(Region pointing data)
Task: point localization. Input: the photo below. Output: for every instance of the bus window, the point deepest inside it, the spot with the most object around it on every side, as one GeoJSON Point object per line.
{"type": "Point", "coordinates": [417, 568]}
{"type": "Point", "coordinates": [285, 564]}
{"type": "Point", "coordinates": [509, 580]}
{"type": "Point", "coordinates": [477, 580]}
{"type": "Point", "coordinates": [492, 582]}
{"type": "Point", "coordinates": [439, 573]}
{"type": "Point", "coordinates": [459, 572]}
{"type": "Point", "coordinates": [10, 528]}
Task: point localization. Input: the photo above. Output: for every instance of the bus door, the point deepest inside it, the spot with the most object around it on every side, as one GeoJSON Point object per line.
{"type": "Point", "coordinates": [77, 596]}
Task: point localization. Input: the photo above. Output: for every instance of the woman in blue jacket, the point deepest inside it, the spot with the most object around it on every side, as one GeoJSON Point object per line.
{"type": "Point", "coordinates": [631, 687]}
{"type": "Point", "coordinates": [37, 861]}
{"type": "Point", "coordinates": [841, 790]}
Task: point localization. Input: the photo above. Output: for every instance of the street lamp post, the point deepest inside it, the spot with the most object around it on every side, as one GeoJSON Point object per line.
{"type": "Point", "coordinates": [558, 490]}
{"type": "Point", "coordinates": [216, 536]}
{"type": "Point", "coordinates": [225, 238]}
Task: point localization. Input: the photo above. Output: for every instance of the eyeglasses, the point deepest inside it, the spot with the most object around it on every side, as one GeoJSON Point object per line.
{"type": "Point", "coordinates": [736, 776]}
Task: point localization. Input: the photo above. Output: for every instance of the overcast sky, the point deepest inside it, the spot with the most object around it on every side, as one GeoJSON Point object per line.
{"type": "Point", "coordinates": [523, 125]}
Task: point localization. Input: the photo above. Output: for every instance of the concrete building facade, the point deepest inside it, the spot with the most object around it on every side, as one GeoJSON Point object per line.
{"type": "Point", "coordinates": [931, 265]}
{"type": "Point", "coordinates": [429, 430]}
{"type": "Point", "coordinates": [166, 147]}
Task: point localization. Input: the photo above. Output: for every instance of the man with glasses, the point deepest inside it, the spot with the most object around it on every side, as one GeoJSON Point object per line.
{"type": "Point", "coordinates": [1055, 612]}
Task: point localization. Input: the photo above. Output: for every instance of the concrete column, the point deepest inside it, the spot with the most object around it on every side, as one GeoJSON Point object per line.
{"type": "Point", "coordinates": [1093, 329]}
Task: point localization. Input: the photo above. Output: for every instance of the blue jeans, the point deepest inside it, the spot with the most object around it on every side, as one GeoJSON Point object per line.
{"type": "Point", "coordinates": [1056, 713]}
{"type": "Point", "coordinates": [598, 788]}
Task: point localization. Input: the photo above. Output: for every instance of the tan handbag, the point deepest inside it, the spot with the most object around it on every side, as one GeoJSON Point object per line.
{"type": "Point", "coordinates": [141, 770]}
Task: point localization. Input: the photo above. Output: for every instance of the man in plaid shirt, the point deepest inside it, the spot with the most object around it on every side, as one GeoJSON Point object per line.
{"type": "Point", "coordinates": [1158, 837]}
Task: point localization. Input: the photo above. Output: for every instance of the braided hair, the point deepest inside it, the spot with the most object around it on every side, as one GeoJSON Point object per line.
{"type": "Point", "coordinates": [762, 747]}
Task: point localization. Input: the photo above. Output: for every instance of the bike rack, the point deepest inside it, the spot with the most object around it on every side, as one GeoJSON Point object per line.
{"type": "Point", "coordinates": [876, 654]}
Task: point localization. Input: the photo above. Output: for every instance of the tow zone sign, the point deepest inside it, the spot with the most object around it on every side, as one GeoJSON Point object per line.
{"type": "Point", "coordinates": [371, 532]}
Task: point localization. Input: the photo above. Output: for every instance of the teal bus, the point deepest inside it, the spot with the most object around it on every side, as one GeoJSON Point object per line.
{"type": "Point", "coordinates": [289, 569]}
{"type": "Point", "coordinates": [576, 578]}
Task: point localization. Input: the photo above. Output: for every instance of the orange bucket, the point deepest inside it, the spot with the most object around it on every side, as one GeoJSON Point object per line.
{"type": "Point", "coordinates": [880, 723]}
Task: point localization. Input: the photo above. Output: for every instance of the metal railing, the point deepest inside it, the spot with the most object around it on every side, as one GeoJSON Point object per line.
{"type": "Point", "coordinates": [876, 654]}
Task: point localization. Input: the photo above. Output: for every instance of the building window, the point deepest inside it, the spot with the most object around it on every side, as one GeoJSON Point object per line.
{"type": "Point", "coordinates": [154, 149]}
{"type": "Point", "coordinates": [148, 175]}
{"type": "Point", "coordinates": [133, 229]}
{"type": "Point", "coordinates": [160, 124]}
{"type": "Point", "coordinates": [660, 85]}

**REQUIREMENT:**
Here the answer is the exact run of lines above, from the line with "of the building" down to the last, and nothing else.

**YOUR RESPONSE:**
Task: point localization. Input: the photo above. Output: for every instance of the building window, the point deepest inside it, the spot with the most object around it on every side, as one GeoJSON Point object per line.
{"type": "Point", "coordinates": [154, 149]}
{"type": "Point", "coordinates": [148, 175]}
{"type": "Point", "coordinates": [133, 229]}
{"type": "Point", "coordinates": [160, 124]}
{"type": "Point", "coordinates": [660, 85]}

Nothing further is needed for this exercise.